--- BEGIN Document extract ---

Skip to content

Data ingestion and transformation

A Depot can be used further for data ingestion and transformation through Flare Stack. To learn more about the Flare Stack, please refer to this link.

For example:

The below manifest file defines a Flare job, wf-vendor-insights, for ingesting and transforming vendor insights data from poss3 Depot into the Lakehouse Depot. It includes a DAG node, dg-vendor-insights, which processes promotional_data from a CSV dataset in poss3 and outputs transformed_data as an Iceberg table in Lakehouse. The Workflow specifies compute resources for execution, with a driver and executor configuration limiting cores and memory. The transformation logic applies an SQL query that extracts key vendor attributes, including organization details, contact information, certifications, and category identifiers, while also generating a row number using row_number() OVER (ORDER BY id). The resulting dataset is saved in Iceberg format with Parquet storage and gzip compression, ensuring optimized analytics and efficient querying.

version: v1
name: wf-vendor-insights
type: workflow
tags:
    - vendor.insights
    - Tier.Gold
description: The job is to ingest vendor-insights from poss3 into Lakehouse.
workflow:
  title: promotional
  dag:
    - name: dg-vendor-insights
      description: The job is to ingest vendor-insights from poss3 into Lakehouse.
      title: organization  data 
      spec:
      tags:
        - vendor.insights
      stack: flare:6.0
      compute: runnable-default
      stackSpec:
        driver:
          coreLimit: 1200m
          cores: 1
          memory: 1024m
        executor:
          coreLimit: 1200m    
          cores: 1
          instances: 1
          memory: 1024m
        job:
          explain: true
          inputs:
            - name: promotional_data
              dataset: dataos://poss3:promo_effectiveness/target_count02.csv?acl=rw
              format: csv
              options: 
                inferSchema: true

          logLevel: INFO
          outputs:
            - name: transformed_data
              dataset: dataos://lakehouse:promo_effectiveness/vendor_subscription_insight?acl=rw
              format: Iceberg
              description: The job is to ingest vendor data from S3 into lakehouse.

--- END Document extract ---
--- BEGIN Listed records ---

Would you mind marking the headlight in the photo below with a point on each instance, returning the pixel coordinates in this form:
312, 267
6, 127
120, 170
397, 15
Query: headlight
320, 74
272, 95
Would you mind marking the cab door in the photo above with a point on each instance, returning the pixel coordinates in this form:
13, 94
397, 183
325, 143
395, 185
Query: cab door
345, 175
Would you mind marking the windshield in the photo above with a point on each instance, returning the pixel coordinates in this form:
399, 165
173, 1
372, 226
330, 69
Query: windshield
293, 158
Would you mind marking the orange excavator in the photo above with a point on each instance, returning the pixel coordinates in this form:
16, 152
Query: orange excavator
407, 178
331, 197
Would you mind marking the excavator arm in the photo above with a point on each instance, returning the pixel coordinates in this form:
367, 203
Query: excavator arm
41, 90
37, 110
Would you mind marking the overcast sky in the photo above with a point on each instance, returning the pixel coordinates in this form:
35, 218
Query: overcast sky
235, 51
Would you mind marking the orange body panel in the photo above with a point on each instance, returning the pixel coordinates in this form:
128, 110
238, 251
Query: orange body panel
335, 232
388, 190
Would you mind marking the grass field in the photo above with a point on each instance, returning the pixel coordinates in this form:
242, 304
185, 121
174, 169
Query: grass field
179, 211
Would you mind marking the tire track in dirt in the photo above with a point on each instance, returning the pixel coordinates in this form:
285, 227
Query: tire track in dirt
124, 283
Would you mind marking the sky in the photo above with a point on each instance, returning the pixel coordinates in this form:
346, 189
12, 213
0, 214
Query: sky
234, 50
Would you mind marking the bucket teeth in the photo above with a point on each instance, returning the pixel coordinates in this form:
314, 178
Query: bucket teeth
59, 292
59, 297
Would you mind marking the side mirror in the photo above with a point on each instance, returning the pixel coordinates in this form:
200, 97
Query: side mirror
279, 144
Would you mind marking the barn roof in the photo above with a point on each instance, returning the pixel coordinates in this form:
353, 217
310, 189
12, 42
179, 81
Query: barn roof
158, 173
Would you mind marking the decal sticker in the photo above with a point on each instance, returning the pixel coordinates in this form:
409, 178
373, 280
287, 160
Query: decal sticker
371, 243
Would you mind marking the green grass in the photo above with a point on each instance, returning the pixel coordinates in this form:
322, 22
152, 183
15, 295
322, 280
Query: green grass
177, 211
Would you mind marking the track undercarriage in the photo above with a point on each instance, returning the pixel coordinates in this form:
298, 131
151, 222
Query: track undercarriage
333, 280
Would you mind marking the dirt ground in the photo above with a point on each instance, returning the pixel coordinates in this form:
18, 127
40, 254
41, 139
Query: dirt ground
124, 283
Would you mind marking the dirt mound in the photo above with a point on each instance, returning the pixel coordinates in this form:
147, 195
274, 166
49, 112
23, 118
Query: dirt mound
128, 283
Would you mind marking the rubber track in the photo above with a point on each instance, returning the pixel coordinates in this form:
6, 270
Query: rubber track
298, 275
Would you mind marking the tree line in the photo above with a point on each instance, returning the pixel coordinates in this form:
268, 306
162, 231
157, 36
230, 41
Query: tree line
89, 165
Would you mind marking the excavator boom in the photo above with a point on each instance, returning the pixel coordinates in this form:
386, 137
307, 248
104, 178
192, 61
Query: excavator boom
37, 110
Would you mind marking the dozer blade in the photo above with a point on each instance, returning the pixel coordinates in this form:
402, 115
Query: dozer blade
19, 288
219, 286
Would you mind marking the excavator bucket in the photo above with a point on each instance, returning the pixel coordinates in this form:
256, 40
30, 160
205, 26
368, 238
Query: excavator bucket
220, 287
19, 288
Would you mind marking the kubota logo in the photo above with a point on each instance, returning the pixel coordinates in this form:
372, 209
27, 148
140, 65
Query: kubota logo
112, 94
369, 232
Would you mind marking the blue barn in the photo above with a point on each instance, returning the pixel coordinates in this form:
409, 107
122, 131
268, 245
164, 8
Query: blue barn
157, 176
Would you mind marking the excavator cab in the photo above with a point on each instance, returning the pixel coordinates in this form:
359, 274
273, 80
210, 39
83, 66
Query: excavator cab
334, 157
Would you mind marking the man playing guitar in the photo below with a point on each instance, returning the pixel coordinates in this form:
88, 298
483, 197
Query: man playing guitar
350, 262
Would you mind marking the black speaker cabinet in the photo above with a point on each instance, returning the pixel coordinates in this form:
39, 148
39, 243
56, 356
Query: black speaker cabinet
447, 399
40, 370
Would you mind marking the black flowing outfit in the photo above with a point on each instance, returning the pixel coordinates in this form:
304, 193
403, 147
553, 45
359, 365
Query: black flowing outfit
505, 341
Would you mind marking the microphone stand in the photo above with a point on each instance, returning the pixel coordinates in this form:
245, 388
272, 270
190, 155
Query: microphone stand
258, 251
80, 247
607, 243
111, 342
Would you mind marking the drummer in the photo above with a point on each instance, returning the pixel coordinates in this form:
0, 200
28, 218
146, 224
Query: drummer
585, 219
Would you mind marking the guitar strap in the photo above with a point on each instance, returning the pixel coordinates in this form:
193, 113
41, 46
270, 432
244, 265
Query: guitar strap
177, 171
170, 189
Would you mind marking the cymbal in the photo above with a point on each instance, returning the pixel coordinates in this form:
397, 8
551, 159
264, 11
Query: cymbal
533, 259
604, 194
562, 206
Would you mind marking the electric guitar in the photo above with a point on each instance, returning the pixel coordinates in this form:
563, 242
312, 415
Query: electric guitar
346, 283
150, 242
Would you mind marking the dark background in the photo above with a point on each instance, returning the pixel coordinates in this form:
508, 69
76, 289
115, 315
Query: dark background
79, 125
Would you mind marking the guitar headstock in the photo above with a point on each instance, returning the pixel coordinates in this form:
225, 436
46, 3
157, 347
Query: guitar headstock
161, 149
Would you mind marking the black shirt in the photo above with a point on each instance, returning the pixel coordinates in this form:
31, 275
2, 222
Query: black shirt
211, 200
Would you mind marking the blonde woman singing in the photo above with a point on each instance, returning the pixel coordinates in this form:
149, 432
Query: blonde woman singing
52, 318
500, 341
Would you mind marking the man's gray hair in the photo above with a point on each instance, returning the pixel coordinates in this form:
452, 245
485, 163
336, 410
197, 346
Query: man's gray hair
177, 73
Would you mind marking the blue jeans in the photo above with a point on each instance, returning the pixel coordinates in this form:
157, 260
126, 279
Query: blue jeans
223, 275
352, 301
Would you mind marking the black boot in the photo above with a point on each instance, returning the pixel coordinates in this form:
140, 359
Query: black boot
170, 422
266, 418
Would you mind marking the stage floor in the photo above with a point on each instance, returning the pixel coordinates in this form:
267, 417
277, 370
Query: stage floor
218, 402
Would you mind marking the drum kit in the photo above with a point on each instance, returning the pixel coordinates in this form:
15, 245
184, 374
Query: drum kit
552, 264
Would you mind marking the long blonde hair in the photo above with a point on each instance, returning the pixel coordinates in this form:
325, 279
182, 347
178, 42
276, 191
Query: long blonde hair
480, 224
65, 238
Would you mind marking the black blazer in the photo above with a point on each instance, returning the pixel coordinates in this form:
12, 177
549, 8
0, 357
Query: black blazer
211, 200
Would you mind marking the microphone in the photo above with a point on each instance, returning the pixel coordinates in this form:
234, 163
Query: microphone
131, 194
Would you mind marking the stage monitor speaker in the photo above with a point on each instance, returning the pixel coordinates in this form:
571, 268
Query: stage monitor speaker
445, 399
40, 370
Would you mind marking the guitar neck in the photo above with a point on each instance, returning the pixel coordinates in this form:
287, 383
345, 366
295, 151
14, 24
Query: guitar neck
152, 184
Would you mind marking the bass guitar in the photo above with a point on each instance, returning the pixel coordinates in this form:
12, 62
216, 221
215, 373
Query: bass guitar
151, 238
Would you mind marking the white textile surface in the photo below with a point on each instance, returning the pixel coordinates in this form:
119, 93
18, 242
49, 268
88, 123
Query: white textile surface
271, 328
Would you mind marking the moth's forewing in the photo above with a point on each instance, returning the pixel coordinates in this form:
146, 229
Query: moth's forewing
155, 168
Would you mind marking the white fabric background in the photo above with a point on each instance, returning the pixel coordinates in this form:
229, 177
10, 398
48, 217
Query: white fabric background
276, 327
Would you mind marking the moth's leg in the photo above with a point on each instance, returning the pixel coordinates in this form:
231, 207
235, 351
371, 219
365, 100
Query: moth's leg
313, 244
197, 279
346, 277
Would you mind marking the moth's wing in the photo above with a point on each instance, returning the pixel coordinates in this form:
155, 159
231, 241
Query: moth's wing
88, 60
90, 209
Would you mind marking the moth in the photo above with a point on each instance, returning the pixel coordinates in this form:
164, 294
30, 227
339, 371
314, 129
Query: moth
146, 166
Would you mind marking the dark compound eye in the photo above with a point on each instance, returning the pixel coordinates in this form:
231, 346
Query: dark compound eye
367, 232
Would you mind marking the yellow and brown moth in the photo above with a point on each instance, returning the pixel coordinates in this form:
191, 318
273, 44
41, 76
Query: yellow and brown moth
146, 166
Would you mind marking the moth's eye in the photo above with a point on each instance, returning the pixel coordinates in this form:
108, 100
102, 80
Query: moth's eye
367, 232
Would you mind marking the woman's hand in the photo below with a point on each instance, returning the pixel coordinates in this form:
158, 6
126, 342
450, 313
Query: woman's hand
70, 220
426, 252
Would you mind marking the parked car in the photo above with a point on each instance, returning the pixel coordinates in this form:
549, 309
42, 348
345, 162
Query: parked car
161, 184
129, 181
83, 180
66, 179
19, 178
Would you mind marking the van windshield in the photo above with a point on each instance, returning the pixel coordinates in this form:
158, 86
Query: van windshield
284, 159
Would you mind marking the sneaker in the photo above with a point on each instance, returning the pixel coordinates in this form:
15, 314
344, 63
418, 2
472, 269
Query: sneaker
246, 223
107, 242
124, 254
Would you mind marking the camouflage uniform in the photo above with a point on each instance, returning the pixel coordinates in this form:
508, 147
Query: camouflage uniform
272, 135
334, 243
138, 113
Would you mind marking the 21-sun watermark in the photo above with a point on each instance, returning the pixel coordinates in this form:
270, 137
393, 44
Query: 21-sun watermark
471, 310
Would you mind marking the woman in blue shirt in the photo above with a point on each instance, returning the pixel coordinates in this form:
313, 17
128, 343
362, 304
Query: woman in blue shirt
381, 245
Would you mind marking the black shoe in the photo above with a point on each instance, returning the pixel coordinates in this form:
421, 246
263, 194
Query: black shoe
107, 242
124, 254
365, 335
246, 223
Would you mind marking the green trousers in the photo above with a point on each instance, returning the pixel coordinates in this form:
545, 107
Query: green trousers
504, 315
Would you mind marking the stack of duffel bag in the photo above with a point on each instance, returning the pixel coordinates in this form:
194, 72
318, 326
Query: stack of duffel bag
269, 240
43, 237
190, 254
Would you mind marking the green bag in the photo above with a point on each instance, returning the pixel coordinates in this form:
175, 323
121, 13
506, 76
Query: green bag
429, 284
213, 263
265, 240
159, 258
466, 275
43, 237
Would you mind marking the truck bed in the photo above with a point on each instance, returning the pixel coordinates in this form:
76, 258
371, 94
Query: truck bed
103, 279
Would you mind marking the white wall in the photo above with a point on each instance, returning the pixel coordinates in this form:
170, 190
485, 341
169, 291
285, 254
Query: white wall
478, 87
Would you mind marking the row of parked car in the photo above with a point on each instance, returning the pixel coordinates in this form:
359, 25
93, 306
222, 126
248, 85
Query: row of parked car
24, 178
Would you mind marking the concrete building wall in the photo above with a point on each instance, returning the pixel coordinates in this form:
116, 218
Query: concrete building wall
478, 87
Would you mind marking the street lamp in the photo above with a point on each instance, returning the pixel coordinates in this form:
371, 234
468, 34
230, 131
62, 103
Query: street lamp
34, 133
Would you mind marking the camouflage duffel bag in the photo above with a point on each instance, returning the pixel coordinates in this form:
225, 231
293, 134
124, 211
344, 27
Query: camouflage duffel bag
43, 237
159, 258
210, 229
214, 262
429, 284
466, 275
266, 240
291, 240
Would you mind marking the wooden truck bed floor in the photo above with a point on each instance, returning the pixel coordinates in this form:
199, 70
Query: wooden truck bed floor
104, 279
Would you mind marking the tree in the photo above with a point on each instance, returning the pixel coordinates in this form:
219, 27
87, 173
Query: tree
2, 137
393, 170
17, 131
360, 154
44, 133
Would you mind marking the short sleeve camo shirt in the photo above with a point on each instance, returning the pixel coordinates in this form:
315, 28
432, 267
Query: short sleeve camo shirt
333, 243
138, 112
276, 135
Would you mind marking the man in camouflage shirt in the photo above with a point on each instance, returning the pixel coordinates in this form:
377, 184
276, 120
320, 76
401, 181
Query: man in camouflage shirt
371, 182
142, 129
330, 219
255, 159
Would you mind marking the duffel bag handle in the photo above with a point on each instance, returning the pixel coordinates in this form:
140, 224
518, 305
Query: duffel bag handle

--- END Listed records ---

Exercise objective:
Reproduce word for word everything in the data ingestion page from "A Depot can" down to "to this link.". Rely only on the data ingestion page, not on the items.

Task answer:
A Depot can be used further for data ingestion and transformation through Flare Stack. To learn more about the Flare Stack, please refer to this link.